Collected data
-*-*-

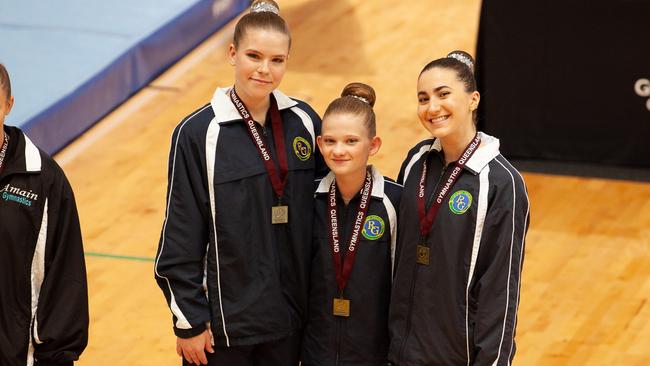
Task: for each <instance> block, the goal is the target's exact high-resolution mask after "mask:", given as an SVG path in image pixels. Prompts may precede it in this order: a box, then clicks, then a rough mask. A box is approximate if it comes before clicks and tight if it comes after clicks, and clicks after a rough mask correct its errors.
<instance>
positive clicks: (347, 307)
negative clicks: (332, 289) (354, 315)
mask: <svg viewBox="0 0 650 366" xmlns="http://www.w3.org/2000/svg"><path fill="white" fill-rule="evenodd" d="M332 310H333V312H334V315H335V316H344V317H348V316H350V300H347V299H336V298H335V299H334V303H333V307H332Z"/></svg>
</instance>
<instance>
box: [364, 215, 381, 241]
mask: <svg viewBox="0 0 650 366" xmlns="http://www.w3.org/2000/svg"><path fill="white" fill-rule="evenodd" d="M385 229H386V225H385V224H384V220H382V219H381V217H379V216H377V215H370V216H368V217H366V222H365V223H364V224H363V231H362V232H361V234H362V235H363V237H364V238H366V239H368V240H377V239H379V238H381V237H382V235H384V230H385Z"/></svg>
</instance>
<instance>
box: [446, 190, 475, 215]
mask: <svg viewBox="0 0 650 366" xmlns="http://www.w3.org/2000/svg"><path fill="white" fill-rule="evenodd" d="M470 206H472V194H471V193H469V192H467V191H464V190H461V191H456V192H454V194H452V195H451V198H449V209H450V210H451V212H453V213H455V214H456V215H462V214H464V213H465V212H467V210H469V208H470Z"/></svg>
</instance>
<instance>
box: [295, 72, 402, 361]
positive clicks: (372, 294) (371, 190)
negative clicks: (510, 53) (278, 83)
mask: <svg viewBox="0 0 650 366" xmlns="http://www.w3.org/2000/svg"><path fill="white" fill-rule="evenodd" d="M374 103H375V92H374V90H373V89H372V88H371V87H370V86H368V85H365V84H362V83H352V84H349V85H348V86H346V87H345V88H344V89H343V92H342V93H341V97H340V98H338V99H336V100H334V101H333V102H332V103H331V104H330V105H329V107H328V108H327V110H326V112H325V115H324V117H323V130H322V134H321V136H319V137H318V140H317V141H318V146H319V148H320V151H321V153H322V154H323V157H324V159H325V162H326V163H327V165H328V167H329V168H330V170H331V171H330V173H329V174H328V175H327V176H326V177H325V178H324V179H322V180H317V183H318V185H317V188H316V194H315V201H316V203H315V208H314V234H313V238H314V239H313V249H312V260H311V270H312V272H311V286H310V292H309V320H308V322H307V327H306V329H305V336H304V340H303V348H302V362H303V364H304V365H307V366H321V365H322V366H331V365H358V366H371V365H372V366H376V365H385V364H386V363H387V362H388V359H387V351H388V305H389V301H390V286H391V278H392V271H393V261H392V258H393V257H394V253H395V241H396V238H397V236H396V233H397V231H396V230H397V208H398V207H399V199H400V193H401V186H400V185H398V184H396V183H395V182H393V181H391V180H389V179H387V178H385V177H383V176H382V175H381V174H380V173H379V171H378V170H377V169H376V168H375V167H373V166H368V165H367V164H368V158H369V157H370V156H372V155H374V154H376V153H377V151H378V150H379V147H380V146H381V140H380V138H379V137H378V136H376V127H375V113H374V111H373V106H374Z"/></svg>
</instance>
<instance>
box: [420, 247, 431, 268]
mask: <svg viewBox="0 0 650 366" xmlns="http://www.w3.org/2000/svg"><path fill="white" fill-rule="evenodd" d="M417 262H418V264H422V265H425V266H428V265H429V247H427V246H425V245H418V255H417Z"/></svg>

-*-*-

[WORK INSTRUCTIONS]
Give the records above again verbatim, pictures omitted.

[EXPECTED ANSWER]
Task: for each <instance> block, the goal is the target's exact high-resolution mask after "mask:", given as an SVG path in image pixels. Prompts may precede it in this order: a box, then clicks, then a rough mask. A box is approximate if it comes before clicks and tight if it comes after clicks, and clicks after a rough mask correct its errors.
<instance>
positive clicks: (347, 307)
negative clicks: (332, 289) (354, 315)
mask: <svg viewBox="0 0 650 366" xmlns="http://www.w3.org/2000/svg"><path fill="white" fill-rule="evenodd" d="M332 310H333V312H334V315H335V316H344V317H348V316H350V300H347V299H336V298H335V299H334V303H333V307H332Z"/></svg>
</instance>
<instance>
box: [364, 215, 381, 241]
mask: <svg viewBox="0 0 650 366" xmlns="http://www.w3.org/2000/svg"><path fill="white" fill-rule="evenodd" d="M385 229H386V225H385V224H384V220H382V219H381V217H379V216H377V215H370V216H368V217H366V222H365V223H364V224H363V231H362V232H361V234H362V235H363V237H364V238H366V239H368V240H377V239H379V238H381V237H382V235H384V230H385Z"/></svg>
</instance>
<instance>
box: [446, 190, 475, 215]
mask: <svg viewBox="0 0 650 366" xmlns="http://www.w3.org/2000/svg"><path fill="white" fill-rule="evenodd" d="M470 206H472V194H471V193H469V192H467V191H464V190H461V191H456V192H454V194H452V195H451V198H449V209H450V210H451V212H453V213H455V214H456V215H462V214H464V213H465V212H467V210H469V208H470Z"/></svg>
</instance>
<instance>
box: [295, 72, 402, 361]
positive clicks: (372, 294) (371, 190)
negative clicks: (510, 53) (278, 83)
mask: <svg viewBox="0 0 650 366" xmlns="http://www.w3.org/2000/svg"><path fill="white" fill-rule="evenodd" d="M374 103H375V92H374V90H373V89H372V88H371V87H370V86H368V85H365V84H362V83H352V84H349V85H348V86H346V87H345V88H344V89H343V92H342V93H341V97H340V98H338V99H336V100H334V101H333V102H332V103H331V104H330V105H329V107H328V108H327V110H326V112H325V115H324V117H323V130H322V134H321V136H319V137H318V140H317V141H318V146H319V148H320V151H321V153H322V154H323V157H324V159H325V162H326V163H327V165H328V167H329V168H330V170H331V171H330V173H329V174H328V175H327V176H326V177H325V178H324V179H322V180H317V183H318V185H317V188H316V194H315V201H316V203H315V208H314V234H313V238H314V239H313V249H312V260H311V270H312V272H311V286H310V292H309V320H308V322H307V327H306V329H305V336H304V340H303V348H302V362H303V364H304V365H307V366H321V365H322V366H331V365H358V366H371V365H372V366H376V365H385V364H386V363H387V362H388V359H387V351H388V305H389V301H390V286H391V278H392V271H393V261H392V258H393V257H394V253H395V241H396V238H397V236H396V233H397V231H396V230H397V208H398V207H399V199H400V193H401V186H400V185H398V184H396V183H395V182H393V181H391V180H389V179H387V178H385V177H383V176H382V175H381V174H380V173H379V171H378V170H377V169H376V168H375V167H373V166H368V165H367V164H368V158H369V157H370V156H372V155H374V154H376V153H377V151H378V150H379V147H380V146H381V140H380V138H379V137H378V136H376V127H375V113H374V111H373V106H374Z"/></svg>
</instance>
<instance>
box: [420, 247, 431, 268]
mask: <svg viewBox="0 0 650 366" xmlns="http://www.w3.org/2000/svg"><path fill="white" fill-rule="evenodd" d="M417 262H418V264H422V265H425V266H428V265H429V247H427V246H425V245H418V255H417Z"/></svg>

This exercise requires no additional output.